Stated exercise:
Render all of the material below as a two-column CSV with the columns text and answer. Give each stretch of text its own row, with the answer that follows it beside it, and put every field in quotes with line breaks changed to spaces.

Information supplied:
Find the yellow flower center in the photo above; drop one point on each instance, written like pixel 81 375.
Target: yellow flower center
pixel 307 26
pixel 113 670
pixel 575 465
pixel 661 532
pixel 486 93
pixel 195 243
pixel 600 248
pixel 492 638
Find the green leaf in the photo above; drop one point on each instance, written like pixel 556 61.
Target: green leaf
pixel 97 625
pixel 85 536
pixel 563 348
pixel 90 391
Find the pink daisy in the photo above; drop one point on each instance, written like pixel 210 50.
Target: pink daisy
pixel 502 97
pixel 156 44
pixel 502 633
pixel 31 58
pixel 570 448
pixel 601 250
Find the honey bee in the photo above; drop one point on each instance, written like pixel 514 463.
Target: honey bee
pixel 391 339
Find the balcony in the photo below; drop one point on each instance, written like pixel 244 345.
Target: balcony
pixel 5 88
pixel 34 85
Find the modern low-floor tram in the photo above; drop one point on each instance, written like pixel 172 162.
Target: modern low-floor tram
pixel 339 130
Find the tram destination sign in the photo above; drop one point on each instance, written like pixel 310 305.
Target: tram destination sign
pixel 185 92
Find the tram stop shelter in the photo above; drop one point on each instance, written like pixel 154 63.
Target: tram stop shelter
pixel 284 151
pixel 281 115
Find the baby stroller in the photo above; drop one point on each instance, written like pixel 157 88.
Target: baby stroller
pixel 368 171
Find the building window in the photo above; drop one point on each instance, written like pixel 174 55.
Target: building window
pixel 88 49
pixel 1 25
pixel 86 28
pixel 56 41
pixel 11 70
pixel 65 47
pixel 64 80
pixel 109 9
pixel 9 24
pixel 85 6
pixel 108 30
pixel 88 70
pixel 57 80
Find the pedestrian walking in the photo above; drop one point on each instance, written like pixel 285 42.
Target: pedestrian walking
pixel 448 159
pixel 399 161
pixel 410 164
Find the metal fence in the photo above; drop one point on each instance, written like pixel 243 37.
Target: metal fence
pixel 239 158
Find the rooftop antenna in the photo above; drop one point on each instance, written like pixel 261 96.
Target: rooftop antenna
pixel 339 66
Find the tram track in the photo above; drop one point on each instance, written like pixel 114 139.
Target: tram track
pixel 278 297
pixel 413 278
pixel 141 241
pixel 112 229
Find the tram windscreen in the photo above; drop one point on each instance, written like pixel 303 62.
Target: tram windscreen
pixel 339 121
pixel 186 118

Solution below:
text,answer
"Find the yellow flower center in the photo above; drop one point on each instance, written like pixel 81 375. Target: yellow flower center","pixel 307 26 pixel 113 670 pixel 575 465 pixel 661 532 pixel 486 93 pixel 195 243 pixel 600 248 pixel 492 638"
"Find the green leaf in the photo above; drop one point on each instance, written like pixel 556 61. Target: green leaf","pixel 97 625 pixel 85 536 pixel 563 348 pixel 90 391"
"Find the pink daisy in the photo above; drop one point on each instance, written like pixel 210 50. Target: pink daisy","pixel 502 97 pixel 156 44 pixel 502 633 pixel 31 58 pixel 570 448 pixel 601 250"
"Find the honey bee in the photo above; drop one point on each instance, written like pixel 514 463. Target: honey bee","pixel 391 339"
"Find the balcony in the photo below; drop one point on each instance, written like pixel 244 345. Target: balcony","pixel 5 88 pixel 34 85"
"Find the modern low-floor tram in the photo above; drop one point on each instance, written like pixel 172 162. Target: modern low-floor tram","pixel 339 130"
"Find the tram destination sign in the photo above; drop one point on each instance, written like pixel 310 305. Target: tram destination sign","pixel 185 92"
"Find the tram stop shelter in the photo above; drop one point on each instance, written like pixel 154 63. Target: tram stop shelter","pixel 284 151 pixel 281 115"
"Find the baby stroller in the photo above; drop one point on each instance, written like pixel 157 88. Target: baby stroller","pixel 368 171"
"Find the building window in the photo above; drop one point on each instance, written like pixel 174 55. Target: building window","pixel 88 49 pixel 1 25 pixel 86 28 pixel 56 41 pixel 11 70 pixel 65 47 pixel 64 80 pixel 109 9 pixel 9 24 pixel 85 6 pixel 108 30 pixel 88 70 pixel 57 80"
"Find the pedestrian walking in the photo above; drop one point on each instance, written like pixel 285 42. Target: pedestrian walking","pixel 448 159 pixel 399 161 pixel 410 164"
"Find the metal fence in the photo above; drop one point on each instance, written like pixel 243 37. Target: metal fence","pixel 239 158"
"Find the rooftop antenna in the photo above; drop one point on each instance, written like pixel 261 96. Target: rooftop antenna","pixel 339 66"
"Find the tram track in the photo above; drop one point on each instance, written like pixel 114 139. Target: tram track","pixel 278 297 pixel 413 278 pixel 141 241 pixel 112 229"
"Find the tram windscreen in the photo above; drop one point on each instance, written like pixel 303 62. Target: tram windscreen","pixel 339 121 pixel 186 118"